#### PASSAGE GIVEN

The AD method assumes that the reflection function R(ν, ν’) and transmission function T(ν, ν’) for light incident at an angle ν and exiting at an angle ν’ are known for one layer. For two similar and adjacent slabs, the light traveling from left to right across the boundaries 0, 1 and 2. The reflection and transmission of the two slabs can be derived from the results of the thin slab by using the AD equations28,29:

$${R}^{02}={R}^{20}=T{(E-R\ast R)}^{-1}R\ast T+R,$$
$${T}^{02}={T}^{20}=T{(E-R\ast R)}^{-1}T.$$

where R 01 and T 01 are defined as the reflection and transmission operators for light incident upon boundary 0 and moving towards boundary 1, respectively, and vice-versa. E is the unity matrix. Beginning with the starting thickness τ start, R start and T start, this doubling process repeatedly doubles the slab thickness by using the expressions (14) and (15), until the desired slab thickness τ has been reached. τ start has to be far smaller than the thickness of QDs sample d (τ start = 2nd, n = 100~1000). After decided the τ start, the R start and T start can be determined by the initialization routine29. The resulting R and T are taken as the reflection matrix and the transmission matrix of the sample.

########
#### DATASET ENTRIES

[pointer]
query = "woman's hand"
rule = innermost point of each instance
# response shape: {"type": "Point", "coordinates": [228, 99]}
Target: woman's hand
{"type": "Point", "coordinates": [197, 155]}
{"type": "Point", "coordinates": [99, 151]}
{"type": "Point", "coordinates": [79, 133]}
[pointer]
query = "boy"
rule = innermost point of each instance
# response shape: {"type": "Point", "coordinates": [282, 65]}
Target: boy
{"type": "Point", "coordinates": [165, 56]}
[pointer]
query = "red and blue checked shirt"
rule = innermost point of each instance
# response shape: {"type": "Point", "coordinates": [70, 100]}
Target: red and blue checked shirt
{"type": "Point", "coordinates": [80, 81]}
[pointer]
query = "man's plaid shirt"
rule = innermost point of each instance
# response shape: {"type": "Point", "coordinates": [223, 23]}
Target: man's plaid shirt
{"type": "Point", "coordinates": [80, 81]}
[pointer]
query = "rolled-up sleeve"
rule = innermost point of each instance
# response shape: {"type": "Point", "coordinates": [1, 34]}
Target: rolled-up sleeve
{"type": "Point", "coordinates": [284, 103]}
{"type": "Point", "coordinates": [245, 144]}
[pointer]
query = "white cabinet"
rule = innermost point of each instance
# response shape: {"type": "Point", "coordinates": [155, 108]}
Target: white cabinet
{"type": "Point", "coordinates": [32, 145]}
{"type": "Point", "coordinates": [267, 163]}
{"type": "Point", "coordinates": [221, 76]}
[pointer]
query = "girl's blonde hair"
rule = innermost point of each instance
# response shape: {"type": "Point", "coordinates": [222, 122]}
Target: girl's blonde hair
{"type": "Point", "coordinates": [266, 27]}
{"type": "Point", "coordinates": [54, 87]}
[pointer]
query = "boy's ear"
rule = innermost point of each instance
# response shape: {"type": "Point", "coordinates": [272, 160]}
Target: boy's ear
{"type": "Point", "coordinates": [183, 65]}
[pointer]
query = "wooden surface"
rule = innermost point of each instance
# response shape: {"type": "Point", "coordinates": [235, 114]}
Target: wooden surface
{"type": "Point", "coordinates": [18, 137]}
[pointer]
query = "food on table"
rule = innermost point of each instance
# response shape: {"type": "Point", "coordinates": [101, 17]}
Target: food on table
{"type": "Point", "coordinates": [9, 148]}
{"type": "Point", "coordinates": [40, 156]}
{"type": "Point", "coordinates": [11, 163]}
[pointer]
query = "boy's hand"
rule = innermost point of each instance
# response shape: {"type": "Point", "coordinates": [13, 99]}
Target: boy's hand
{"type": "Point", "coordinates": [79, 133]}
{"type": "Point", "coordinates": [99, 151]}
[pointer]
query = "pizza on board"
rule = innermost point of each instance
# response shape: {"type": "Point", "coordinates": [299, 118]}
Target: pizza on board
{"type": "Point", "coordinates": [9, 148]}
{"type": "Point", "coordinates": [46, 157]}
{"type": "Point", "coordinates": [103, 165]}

########

## WHAT YOU NEED TO DO:
1 - In the passage on the adding-doubling method, what does E denote?
2 - Extract every line of the entries that contains the word "woman", with case counting.

## COMPLETE ANSWERS:
1 - E is the unity matrix.

2 -
query = "woman's hand"
Target: woman's hand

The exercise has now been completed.